▸ Task instructions: Give back every record below precisely as written.

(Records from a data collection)
··········

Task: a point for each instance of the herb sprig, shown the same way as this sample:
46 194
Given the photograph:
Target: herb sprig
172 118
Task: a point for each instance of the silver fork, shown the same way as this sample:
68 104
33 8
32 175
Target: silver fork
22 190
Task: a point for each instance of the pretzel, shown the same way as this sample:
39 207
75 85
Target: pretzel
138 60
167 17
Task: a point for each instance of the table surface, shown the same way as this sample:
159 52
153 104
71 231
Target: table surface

··········

▸ Answer to the problem:
Task: a point for each instance of the herb sprig, shown the same way as this sample:
46 194
Given the photograph:
Target: herb sprig
172 118
Task: a point for each instance of the silver fork, shown the same way as this sample:
68 104
33 8
32 175
Target: silver fork
22 190
Task: a point for each instance of the pretzel, shown the same way as this sample:
39 207
75 85
Target: pretzel
138 60
167 17
Task: a point for each instance of the table surface, shown the same way as this sample:
159 52
153 104
71 231
Target: table surface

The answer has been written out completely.